→ **To do**: Somewhere below are a line with "positive clicks: (119, 181)" and a later line with "box: [0, 159, 10, 167]". Output exactly those lines and all lines between them.
Start of Dataset excerpts
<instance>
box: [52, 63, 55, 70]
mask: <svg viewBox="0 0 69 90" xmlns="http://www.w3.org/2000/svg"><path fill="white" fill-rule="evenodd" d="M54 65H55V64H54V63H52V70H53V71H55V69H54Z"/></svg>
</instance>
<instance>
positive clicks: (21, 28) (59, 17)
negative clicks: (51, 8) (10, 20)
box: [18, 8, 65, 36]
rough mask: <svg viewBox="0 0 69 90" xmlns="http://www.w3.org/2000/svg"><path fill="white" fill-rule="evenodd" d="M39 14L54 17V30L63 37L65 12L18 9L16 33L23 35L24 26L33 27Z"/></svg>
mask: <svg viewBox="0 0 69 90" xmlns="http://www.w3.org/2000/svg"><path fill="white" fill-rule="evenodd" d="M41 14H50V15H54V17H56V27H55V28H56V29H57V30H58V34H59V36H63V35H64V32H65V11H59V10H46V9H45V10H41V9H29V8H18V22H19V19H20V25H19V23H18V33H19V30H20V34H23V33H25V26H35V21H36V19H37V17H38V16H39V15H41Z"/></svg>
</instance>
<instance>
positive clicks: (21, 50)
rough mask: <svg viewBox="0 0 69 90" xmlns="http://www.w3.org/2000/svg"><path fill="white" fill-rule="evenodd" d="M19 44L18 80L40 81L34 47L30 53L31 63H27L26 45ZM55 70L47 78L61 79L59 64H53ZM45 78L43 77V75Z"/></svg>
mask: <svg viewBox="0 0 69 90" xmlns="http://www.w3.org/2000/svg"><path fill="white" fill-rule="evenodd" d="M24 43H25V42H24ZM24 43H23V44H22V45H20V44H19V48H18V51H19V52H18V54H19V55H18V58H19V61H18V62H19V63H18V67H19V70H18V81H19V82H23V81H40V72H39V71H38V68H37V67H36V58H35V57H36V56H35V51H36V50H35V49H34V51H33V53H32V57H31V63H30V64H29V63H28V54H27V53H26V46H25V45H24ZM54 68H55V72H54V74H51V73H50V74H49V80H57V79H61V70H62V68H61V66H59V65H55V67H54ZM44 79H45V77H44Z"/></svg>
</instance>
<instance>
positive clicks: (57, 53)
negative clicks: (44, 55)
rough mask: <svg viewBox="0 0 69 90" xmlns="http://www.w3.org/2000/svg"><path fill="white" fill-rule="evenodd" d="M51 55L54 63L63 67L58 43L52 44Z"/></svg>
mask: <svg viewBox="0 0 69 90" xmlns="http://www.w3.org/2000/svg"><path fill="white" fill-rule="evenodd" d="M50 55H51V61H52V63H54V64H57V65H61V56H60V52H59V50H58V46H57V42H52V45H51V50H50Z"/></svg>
End of Dataset excerpts
Start of Dataset excerpts
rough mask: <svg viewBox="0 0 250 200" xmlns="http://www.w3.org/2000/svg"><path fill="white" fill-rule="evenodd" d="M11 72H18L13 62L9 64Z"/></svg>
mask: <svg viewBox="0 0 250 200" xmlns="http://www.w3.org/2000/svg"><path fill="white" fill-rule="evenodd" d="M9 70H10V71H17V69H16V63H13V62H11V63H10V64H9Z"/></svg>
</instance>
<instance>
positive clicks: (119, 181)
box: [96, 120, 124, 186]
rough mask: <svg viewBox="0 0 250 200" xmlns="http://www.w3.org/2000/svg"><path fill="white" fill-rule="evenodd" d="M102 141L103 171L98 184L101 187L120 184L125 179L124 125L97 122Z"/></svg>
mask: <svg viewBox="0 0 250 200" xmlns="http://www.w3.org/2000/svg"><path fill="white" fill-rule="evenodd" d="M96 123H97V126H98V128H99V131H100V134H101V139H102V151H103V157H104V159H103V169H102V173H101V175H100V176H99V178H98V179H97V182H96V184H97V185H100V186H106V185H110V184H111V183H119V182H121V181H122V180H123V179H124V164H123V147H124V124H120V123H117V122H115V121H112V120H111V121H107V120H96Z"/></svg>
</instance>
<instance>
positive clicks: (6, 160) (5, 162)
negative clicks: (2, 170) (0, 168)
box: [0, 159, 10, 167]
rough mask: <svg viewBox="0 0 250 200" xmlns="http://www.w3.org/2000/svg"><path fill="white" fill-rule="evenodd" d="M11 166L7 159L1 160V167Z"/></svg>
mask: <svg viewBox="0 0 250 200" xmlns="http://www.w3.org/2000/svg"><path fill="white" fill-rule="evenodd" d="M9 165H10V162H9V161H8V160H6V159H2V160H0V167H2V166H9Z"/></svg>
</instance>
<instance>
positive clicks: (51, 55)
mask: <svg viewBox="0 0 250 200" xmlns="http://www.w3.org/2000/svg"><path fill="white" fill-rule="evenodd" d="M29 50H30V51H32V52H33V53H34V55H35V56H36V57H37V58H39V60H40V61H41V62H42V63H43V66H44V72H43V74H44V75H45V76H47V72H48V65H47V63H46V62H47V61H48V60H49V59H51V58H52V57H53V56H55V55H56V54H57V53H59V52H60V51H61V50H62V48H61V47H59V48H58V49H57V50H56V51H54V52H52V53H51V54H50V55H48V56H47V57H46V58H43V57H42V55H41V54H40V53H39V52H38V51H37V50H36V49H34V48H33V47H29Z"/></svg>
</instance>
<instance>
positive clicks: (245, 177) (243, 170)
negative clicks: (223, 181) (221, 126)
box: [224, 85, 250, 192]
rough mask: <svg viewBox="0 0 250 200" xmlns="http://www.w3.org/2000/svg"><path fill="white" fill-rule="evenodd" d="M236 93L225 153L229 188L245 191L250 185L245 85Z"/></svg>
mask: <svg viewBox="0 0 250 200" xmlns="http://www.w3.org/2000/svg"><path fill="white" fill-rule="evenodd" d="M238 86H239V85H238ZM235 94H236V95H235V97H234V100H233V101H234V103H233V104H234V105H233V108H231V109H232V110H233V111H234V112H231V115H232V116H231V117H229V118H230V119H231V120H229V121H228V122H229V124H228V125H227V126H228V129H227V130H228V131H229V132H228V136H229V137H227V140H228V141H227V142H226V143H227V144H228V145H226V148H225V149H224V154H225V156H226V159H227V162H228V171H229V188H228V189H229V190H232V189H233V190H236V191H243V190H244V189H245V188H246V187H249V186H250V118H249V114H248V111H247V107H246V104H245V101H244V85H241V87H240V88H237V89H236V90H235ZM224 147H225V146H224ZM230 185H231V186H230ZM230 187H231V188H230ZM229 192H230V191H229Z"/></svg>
End of Dataset excerpts
→ **Output of the exercise**:
positive clicks: (119, 181)
box: [96, 120, 124, 186]
rough mask: <svg viewBox="0 0 250 200" xmlns="http://www.w3.org/2000/svg"><path fill="white" fill-rule="evenodd" d="M102 141L103 171L98 184L101 187L120 184L125 179L124 125L97 122Z"/></svg>
mask: <svg viewBox="0 0 250 200" xmlns="http://www.w3.org/2000/svg"><path fill="white" fill-rule="evenodd" d="M96 123H97V126H98V128H99V131H100V134H101V139H102V151H103V157H104V159H103V169H102V173H101V175H100V176H99V178H98V179H97V182H96V184H97V185H100V186H106V185H110V184H111V183H119V182H121V181H122V180H123V179H124V164H123V147H124V124H120V123H117V122H115V121H112V120H111V121H107V120H96Z"/></svg>
</instance>
<instance>
positive clicks: (6, 160) (5, 162)
negative clicks: (2, 170) (0, 168)
box: [0, 159, 10, 167]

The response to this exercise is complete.